### [Goal of the exercise]
Print each of the entries below verbatim, preserving every word and mark of punctuation.
==*==
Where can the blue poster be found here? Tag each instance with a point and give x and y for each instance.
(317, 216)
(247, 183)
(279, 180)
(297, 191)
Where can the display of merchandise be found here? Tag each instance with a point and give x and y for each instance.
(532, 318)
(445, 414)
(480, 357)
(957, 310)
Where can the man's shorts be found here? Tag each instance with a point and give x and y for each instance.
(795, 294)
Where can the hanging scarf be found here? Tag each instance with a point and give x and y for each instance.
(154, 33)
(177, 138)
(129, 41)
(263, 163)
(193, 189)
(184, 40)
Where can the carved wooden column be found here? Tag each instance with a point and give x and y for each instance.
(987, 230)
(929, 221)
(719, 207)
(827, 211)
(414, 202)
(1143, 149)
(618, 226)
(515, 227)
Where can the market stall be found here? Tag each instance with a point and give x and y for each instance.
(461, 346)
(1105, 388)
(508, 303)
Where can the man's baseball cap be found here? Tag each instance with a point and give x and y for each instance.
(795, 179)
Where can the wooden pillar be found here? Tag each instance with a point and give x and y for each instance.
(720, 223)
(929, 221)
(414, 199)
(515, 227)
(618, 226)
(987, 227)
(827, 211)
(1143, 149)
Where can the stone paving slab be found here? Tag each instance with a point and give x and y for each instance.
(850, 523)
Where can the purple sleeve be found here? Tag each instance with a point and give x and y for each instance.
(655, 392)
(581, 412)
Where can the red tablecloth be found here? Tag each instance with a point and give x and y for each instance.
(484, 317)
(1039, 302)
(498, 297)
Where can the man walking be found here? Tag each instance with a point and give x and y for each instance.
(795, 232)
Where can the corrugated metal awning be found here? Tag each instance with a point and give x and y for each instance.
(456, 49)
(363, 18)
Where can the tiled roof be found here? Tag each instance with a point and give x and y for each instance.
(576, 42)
==*==
### [Result below]
Where can the blue poster be found here? Tag each instance with a point and give x and y for each instance.
(317, 216)
(247, 183)
(279, 180)
(297, 191)
Where can the display of merchandise be found here? Tag each instance with a point and give x and y for each instance.
(532, 318)
(445, 414)
(480, 357)
(957, 310)
Where can the man's shorts be found here? Tag each instance with a point and give x and y for each instance.
(795, 294)
Where can the hanging scarf be found here? Tag each instance with a point and give x and y for each instance.
(154, 33)
(177, 138)
(129, 41)
(263, 163)
(193, 189)
(184, 40)
Where can the carved wooden column be found here? Tag each instance with a point and give x and y for each instance.
(987, 230)
(929, 221)
(719, 207)
(827, 211)
(414, 202)
(1143, 149)
(618, 226)
(515, 227)
Where can the market stall be found here? Tag each instance with a point and give x and y for each instance.
(461, 346)
(1105, 388)
(508, 303)
Where can the man's baseball cap be found here? Tag each instance with a point and give x and y for each instance.
(795, 179)
Where can the wooden pillar be found here? Tag each instance with a point and give x and y for each instance.
(720, 223)
(929, 221)
(414, 199)
(515, 227)
(618, 226)
(987, 227)
(827, 211)
(1143, 149)
Where can the stone paving slab be found here? Tag each instance with a point and give x and y for each instance.
(850, 523)
Where can the purple sleeve be found here? Tag each instance with a point and give x and y for each instance.
(655, 392)
(581, 412)
Where can the red tablecloth be found here? Tag each instance with a point and give x and y for each instance.
(484, 317)
(1039, 302)
(498, 297)
Where can the man walking be found here? Tag each instance with a point and give x and y for each instance.
(795, 232)
Where can the corrugated metal awning be found here? Tag each instance with a point and give x and y for each instance.
(456, 49)
(363, 18)
Where can the tiled roof be found here? Tag each instance with a point and give x and y for each instance.
(576, 42)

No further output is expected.